Work through the entries below and report how many lines include "picture". The number alone is the answer.

++++++

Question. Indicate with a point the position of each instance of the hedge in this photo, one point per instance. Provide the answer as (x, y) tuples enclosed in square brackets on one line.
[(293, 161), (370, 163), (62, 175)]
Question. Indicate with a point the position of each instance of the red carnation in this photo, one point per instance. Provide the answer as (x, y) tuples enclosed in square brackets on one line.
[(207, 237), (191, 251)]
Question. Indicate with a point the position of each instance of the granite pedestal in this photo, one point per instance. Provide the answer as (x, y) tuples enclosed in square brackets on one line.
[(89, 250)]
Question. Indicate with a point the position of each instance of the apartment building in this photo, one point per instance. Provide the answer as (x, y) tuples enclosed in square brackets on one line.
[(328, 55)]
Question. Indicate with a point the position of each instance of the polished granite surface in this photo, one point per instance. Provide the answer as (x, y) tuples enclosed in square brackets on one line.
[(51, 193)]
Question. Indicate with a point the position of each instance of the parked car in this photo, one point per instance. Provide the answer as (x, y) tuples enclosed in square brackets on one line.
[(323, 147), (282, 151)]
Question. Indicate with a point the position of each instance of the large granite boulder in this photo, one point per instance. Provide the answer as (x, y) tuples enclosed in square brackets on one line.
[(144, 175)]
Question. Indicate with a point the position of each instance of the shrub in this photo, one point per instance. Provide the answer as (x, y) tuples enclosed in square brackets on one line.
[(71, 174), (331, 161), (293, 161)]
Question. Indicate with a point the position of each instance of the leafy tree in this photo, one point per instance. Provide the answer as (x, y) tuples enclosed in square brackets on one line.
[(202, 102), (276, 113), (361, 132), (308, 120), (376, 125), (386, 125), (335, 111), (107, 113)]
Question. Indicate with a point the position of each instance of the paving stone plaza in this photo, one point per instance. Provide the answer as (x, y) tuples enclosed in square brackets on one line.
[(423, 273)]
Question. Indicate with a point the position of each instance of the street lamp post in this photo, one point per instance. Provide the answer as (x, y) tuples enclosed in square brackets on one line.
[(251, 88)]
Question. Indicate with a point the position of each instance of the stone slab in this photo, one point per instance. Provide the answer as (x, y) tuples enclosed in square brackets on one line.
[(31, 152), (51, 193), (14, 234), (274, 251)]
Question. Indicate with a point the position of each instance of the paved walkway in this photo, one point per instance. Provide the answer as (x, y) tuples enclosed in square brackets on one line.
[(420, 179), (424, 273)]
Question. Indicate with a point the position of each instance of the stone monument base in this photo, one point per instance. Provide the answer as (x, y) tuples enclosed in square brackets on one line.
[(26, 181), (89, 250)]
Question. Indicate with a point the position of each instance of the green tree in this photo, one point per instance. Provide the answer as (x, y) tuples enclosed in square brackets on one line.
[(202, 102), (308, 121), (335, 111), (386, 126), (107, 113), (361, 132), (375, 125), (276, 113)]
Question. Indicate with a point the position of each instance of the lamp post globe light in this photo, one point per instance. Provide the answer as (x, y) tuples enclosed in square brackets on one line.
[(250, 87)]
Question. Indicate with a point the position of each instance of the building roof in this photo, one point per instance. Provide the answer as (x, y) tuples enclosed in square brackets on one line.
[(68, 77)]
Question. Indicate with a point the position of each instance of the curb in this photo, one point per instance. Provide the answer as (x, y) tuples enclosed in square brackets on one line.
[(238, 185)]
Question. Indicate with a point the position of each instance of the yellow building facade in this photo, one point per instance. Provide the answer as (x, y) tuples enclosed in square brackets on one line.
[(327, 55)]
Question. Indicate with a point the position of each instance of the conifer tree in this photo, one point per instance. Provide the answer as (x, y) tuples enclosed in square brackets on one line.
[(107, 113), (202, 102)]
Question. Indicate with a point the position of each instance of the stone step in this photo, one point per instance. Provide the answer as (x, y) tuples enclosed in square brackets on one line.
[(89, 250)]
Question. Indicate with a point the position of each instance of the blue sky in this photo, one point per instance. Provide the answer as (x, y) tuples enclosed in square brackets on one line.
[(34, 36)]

++++++

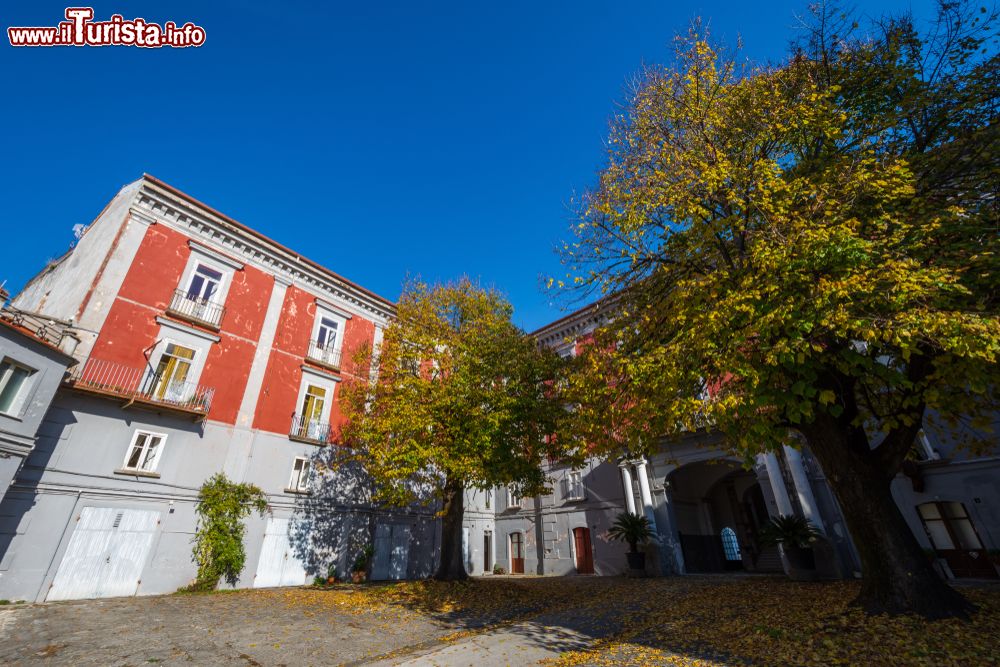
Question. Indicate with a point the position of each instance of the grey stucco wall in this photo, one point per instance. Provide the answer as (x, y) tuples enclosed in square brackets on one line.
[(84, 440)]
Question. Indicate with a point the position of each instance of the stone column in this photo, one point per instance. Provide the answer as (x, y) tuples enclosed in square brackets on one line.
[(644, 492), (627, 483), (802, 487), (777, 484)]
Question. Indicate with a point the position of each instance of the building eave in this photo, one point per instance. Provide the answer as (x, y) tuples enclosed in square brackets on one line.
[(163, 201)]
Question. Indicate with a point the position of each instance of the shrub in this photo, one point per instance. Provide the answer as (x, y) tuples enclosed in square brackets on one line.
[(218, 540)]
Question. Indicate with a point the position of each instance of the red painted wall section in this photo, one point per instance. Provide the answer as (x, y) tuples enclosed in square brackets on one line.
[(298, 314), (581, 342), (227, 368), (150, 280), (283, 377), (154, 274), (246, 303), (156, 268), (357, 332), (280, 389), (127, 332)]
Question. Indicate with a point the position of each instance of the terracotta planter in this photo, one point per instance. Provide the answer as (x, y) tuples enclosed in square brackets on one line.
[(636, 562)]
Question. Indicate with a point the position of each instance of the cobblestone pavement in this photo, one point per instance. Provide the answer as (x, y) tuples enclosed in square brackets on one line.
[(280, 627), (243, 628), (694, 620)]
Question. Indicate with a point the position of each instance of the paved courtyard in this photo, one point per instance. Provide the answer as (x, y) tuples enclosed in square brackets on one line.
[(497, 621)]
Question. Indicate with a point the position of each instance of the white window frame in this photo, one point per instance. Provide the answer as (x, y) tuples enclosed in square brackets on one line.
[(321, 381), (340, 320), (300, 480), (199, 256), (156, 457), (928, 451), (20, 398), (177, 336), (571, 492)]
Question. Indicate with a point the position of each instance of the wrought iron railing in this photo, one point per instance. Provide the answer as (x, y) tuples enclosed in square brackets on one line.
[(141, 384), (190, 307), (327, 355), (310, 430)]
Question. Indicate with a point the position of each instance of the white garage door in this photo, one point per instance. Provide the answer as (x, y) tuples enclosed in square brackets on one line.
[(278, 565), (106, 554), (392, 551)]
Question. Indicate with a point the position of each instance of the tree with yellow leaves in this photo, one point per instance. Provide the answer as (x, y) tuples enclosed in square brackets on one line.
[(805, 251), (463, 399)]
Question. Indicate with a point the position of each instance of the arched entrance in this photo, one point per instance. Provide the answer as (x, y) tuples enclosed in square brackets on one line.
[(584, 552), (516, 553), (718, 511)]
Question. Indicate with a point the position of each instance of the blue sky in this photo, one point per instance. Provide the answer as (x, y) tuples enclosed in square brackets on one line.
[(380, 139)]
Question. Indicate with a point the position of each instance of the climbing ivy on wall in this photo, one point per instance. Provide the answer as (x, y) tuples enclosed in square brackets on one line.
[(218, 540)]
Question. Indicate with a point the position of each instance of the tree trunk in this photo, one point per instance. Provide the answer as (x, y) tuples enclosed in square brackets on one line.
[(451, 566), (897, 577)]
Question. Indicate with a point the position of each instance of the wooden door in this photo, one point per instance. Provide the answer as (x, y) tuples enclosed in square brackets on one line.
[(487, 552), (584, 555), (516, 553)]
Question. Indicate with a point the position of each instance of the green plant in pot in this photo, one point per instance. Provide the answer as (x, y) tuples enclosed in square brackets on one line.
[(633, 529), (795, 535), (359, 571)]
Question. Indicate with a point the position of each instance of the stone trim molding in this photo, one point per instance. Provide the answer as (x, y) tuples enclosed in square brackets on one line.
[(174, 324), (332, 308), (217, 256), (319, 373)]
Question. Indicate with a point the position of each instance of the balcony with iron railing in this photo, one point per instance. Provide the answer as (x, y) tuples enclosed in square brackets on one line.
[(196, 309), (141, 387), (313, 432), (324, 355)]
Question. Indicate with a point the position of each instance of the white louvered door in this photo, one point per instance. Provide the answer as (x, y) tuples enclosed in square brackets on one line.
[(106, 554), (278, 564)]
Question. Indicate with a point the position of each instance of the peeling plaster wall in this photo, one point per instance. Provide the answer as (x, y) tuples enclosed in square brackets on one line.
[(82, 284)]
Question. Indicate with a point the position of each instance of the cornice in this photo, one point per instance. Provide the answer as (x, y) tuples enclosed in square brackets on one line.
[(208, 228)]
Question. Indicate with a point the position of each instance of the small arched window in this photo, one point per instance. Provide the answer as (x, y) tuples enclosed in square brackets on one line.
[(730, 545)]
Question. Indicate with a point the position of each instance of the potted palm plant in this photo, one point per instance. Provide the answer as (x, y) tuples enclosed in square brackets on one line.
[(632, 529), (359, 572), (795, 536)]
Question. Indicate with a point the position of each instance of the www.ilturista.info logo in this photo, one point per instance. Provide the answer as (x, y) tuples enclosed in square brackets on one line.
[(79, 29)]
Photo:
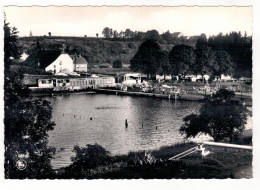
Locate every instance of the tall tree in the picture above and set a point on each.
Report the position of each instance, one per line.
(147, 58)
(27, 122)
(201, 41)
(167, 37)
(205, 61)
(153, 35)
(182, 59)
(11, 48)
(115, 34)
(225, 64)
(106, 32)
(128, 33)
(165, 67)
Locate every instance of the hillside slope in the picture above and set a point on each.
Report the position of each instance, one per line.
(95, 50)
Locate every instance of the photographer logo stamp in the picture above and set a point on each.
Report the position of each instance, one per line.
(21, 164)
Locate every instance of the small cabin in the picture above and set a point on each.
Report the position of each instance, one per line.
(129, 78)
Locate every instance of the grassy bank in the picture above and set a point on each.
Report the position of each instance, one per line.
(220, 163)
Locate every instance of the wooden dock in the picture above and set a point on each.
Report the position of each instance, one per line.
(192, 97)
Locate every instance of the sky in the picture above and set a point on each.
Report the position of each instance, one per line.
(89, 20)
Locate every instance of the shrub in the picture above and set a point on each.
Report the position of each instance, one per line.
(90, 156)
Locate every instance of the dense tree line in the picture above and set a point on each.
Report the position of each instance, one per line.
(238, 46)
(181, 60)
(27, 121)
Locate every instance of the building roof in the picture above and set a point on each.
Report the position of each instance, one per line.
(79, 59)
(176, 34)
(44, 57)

++++++

→ COMPLETED EXERCISE
10